ASSIGNED TASK
The output must reproduce each line of the data word for word.

PROVIDED DATA
'''
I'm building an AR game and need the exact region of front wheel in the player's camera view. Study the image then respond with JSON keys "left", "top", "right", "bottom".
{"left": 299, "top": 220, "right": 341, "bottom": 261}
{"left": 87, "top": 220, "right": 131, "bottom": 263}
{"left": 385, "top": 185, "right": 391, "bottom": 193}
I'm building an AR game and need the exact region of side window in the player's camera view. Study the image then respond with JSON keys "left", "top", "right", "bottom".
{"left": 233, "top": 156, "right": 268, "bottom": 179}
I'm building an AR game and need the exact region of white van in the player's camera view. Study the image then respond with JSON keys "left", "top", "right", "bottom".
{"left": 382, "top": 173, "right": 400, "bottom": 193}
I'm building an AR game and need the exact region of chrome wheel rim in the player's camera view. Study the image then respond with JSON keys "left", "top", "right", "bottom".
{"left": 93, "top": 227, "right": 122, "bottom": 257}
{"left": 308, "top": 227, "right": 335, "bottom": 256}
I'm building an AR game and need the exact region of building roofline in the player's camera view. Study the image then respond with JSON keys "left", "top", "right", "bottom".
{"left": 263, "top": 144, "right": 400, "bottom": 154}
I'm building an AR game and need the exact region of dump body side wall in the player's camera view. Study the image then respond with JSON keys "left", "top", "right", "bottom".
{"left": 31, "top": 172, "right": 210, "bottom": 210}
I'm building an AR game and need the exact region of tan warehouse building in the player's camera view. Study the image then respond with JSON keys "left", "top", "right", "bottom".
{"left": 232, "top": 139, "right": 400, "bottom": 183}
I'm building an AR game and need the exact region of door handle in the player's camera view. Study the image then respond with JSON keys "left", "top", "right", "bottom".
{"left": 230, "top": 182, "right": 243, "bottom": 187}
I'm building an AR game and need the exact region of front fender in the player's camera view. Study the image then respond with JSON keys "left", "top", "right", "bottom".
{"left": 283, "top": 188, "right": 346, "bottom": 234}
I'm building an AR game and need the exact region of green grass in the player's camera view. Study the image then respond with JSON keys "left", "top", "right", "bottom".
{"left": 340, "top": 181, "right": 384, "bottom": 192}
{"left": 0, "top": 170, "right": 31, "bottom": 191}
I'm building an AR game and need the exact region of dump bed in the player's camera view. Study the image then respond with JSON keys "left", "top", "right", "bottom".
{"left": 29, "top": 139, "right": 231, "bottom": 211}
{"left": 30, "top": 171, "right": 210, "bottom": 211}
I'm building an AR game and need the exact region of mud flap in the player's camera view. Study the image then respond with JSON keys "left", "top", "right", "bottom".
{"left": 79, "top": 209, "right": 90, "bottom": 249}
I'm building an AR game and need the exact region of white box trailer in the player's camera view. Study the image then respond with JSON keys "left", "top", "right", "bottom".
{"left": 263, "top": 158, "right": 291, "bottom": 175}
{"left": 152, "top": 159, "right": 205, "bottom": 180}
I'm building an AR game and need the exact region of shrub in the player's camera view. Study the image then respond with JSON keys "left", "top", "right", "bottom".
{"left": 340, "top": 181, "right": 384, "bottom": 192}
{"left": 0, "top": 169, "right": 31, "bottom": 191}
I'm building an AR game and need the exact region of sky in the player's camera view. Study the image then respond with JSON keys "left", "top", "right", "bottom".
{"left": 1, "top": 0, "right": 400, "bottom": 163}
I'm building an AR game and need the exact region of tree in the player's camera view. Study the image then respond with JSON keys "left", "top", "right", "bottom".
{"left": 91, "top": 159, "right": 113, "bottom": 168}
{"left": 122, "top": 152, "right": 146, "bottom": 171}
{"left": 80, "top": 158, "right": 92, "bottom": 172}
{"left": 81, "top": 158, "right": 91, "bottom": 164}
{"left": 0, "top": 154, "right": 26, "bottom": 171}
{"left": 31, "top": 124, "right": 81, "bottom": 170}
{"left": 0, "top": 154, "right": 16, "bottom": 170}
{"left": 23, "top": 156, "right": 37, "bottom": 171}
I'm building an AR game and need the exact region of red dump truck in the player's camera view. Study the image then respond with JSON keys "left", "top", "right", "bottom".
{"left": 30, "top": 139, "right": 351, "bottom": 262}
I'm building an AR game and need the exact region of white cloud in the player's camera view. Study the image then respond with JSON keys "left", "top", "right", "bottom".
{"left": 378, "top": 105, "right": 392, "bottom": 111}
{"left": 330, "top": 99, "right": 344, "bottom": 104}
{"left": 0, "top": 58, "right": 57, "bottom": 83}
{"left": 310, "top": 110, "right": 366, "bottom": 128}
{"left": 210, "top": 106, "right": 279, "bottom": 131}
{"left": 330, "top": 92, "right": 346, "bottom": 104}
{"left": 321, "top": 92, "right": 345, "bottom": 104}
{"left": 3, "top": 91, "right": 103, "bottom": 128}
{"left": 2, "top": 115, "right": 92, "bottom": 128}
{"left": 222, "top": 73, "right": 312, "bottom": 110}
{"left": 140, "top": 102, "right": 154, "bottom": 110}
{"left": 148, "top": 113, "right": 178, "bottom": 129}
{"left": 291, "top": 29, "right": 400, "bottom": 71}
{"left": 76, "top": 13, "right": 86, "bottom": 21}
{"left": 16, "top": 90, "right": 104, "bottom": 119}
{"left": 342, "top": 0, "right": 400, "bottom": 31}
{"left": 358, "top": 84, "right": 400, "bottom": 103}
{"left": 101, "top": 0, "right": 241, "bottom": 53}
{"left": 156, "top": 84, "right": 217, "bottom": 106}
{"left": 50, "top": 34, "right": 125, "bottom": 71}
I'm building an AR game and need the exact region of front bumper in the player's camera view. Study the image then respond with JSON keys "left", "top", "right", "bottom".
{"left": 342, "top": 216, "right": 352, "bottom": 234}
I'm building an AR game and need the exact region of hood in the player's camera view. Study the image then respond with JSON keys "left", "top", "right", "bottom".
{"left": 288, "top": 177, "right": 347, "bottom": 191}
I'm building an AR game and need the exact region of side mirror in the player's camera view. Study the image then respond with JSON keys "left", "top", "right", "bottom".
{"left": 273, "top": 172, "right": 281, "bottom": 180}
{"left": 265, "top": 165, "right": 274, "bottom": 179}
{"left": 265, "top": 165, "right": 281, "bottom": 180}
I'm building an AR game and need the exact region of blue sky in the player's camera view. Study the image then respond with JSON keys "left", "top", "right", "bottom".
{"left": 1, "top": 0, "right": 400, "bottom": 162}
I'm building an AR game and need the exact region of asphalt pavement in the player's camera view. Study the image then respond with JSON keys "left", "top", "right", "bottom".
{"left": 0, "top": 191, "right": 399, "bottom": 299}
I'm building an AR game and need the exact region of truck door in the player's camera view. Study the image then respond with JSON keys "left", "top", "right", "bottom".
'''
REPLY TO THE EXERCISE
I'm building an AR game and need the exact region of front wheel in the player's camera view. Study the image then respond with JSON keys "left", "top", "right", "bottom".
{"left": 299, "top": 220, "right": 341, "bottom": 261}
{"left": 87, "top": 220, "right": 131, "bottom": 263}
{"left": 385, "top": 185, "right": 391, "bottom": 193}
I'm building an AR game and need the exact region of side window in the player's camera view. Study the image then respond with JSON keys "left", "top", "right", "bottom".
{"left": 233, "top": 156, "right": 268, "bottom": 179}
I'm building an AR game and need the exact region of white van in the player's camera view. Study the image then respond with JSON keys "left", "top", "right", "bottom".
{"left": 382, "top": 173, "right": 400, "bottom": 193}
I'm building an AR game and need the exact region of chrome wheel rim in the player's camera view. Study the image then respond with JSON keys "left", "top", "right", "bottom".
{"left": 93, "top": 227, "right": 122, "bottom": 257}
{"left": 308, "top": 227, "right": 335, "bottom": 256}
I'm building an AR game and need the exact region of building roofline in the player's camera view. Study the image then respond with JSON keys "left", "top", "right", "bottom".
{"left": 263, "top": 144, "right": 400, "bottom": 154}
I'm building an AR game and need the exact region of dump body side wall in the player's camera view. Study the image then respond with JSON keys "left", "top", "right", "bottom".
{"left": 31, "top": 172, "right": 210, "bottom": 210}
I'm building an AR game and need the exact region of tan warehouse building in the player's camera view. Study the image then respond with JSON keys "left", "top", "right", "bottom".
{"left": 232, "top": 139, "right": 400, "bottom": 183}
I'm building an AR game and need the exact region of door handle in the player's camera view. Study the image then respond with JSON keys "left", "top", "right", "bottom".
{"left": 230, "top": 182, "right": 243, "bottom": 187}
I'm building an AR game and need the exact region of front fender in the player's camera view. Study the image then respond with JSON keys "left", "top", "right", "bottom".
{"left": 283, "top": 188, "right": 346, "bottom": 234}
I'm building an AR game and need the exact region of green grass in the player's camera view. Study the image then respond with JSON keys "left", "top", "right", "bottom".
{"left": 340, "top": 181, "right": 384, "bottom": 192}
{"left": 0, "top": 170, "right": 31, "bottom": 191}
I'm building an AR game and need the exact region of dump bed in the player's camera view. Study the image then respond with JSON keys "left", "top", "right", "bottom".
{"left": 29, "top": 139, "right": 231, "bottom": 211}
{"left": 30, "top": 171, "right": 210, "bottom": 211}
I'm building an AR game and need the exact region of mud flap in the player's camera view. Study the image then respond with JSON keys "left", "top", "right", "bottom".
{"left": 79, "top": 209, "right": 90, "bottom": 249}
I'm building an AR game and need the exact region of white box trailer in the player's camera view. Study the image then respond with JSON keys "left", "top", "right", "bottom".
{"left": 263, "top": 158, "right": 291, "bottom": 175}
{"left": 152, "top": 159, "right": 205, "bottom": 180}
I'm building an AR game and need the exact region of shrub in the player's camera view. Study the image then respond with JSON keys "left", "top", "right", "bottom".
{"left": 340, "top": 181, "right": 384, "bottom": 192}
{"left": 0, "top": 169, "right": 31, "bottom": 191}
I'm building an AR game and need the exact region of sky in the player's camera view. Study the image then respond with JSON keys "left", "top", "right", "bottom".
{"left": 1, "top": 0, "right": 400, "bottom": 163}
I'm building an AR game and need the exact region of tree in the player's camera view. Study the image then respond with JSON keys "left", "top", "right", "bottom".
{"left": 91, "top": 159, "right": 113, "bottom": 168}
{"left": 122, "top": 152, "right": 146, "bottom": 171}
{"left": 80, "top": 158, "right": 92, "bottom": 172}
{"left": 81, "top": 158, "right": 91, "bottom": 164}
{"left": 0, "top": 154, "right": 26, "bottom": 171}
{"left": 31, "top": 124, "right": 81, "bottom": 170}
{"left": 0, "top": 154, "right": 16, "bottom": 170}
{"left": 23, "top": 156, "right": 37, "bottom": 171}
I'm building an AR game and need the exact region of red dump truck in the player's camera view. Study the image then respond with JSON keys "left", "top", "right", "bottom".
{"left": 30, "top": 139, "right": 351, "bottom": 262}
I'm building an AR game and need the exact region of white cloud in the player's camera view. Study the image then respond with JSON keys "left", "top", "right", "bottom".
{"left": 378, "top": 105, "right": 392, "bottom": 111}
{"left": 330, "top": 99, "right": 344, "bottom": 104}
{"left": 0, "top": 58, "right": 57, "bottom": 83}
{"left": 310, "top": 110, "right": 366, "bottom": 128}
{"left": 210, "top": 106, "right": 279, "bottom": 131}
{"left": 330, "top": 92, "right": 346, "bottom": 104}
{"left": 321, "top": 92, "right": 345, "bottom": 104}
{"left": 3, "top": 91, "right": 103, "bottom": 128}
{"left": 2, "top": 115, "right": 92, "bottom": 128}
{"left": 222, "top": 73, "right": 312, "bottom": 110}
{"left": 140, "top": 102, "right": 154, "bottom": 110}
{"left": 148, "top": 113, "right": 178, "bottom": 129}
{"left": 291, "top": 29, "right": 400, "bottom": 71}
{"left": 76, "top": 13, "right": 86, "bottom": 21}
{"left": 16, "top": 90, "right": 104, "bottom": 119}
{"left": 342, "top": 0, "right": 400, "bottom": 31}
{"left": 358, "top": 84, "right": 400, "bottom": 103}
{"left": 101, "top": 0, "right": 241, "bottom": 53}
{"left": 156, "top": 84, "right": 217, "bottom": 106}
{"left": 50, "top": 34, "right": 125, "bottom": 71}
I'm building an AR game and need the exact region of front bumper in the player's camera view. Study the image then respond with JSON keys "left", "top", "right", "bottom".
{"left": 342, "top": 216, "right": 352, "bottom": 234}
I'm building an AR game and need the exact region of hood in the player's camera view. Study the image then respond with JSON keys "left", "top", "right", "bottom".
{"left": 288, "top": 177, "right": 347, "bottom": 191}
I'm building an AR game and need the exact region of side mirror in the player's camera view. Study the image then respond with JSON keys "left", "top", "right", "bottom".
{"left": 273, "top": 172, "right": 281, "bottom": 180}
{"left": 265, "top": 165, "right": 274, "bottom": 179}
{"left": 265, "top": 165, "right": 281, "bottom": 180}
I'm building an AR game and need the exact region of blue sky in the player's camera view. Study the image then respond with JSON keys "left", "top", "right", "bottom".
{"left": 1, "top": 0, "right": 400, "bottom": 162}
I'm building an AR game and need the exact region of asphalt pavement in the player's camera view. Study the image then respond with JSON keys "left", "top", "right", "bottom".
{"left": 0, "top": 191, "right": 399, "bottom": 299}
I'm building an AR game and need the exact region of truck door in the player's camera view. Study the image then respond with JSON keys "left", "top", "right", "bottom".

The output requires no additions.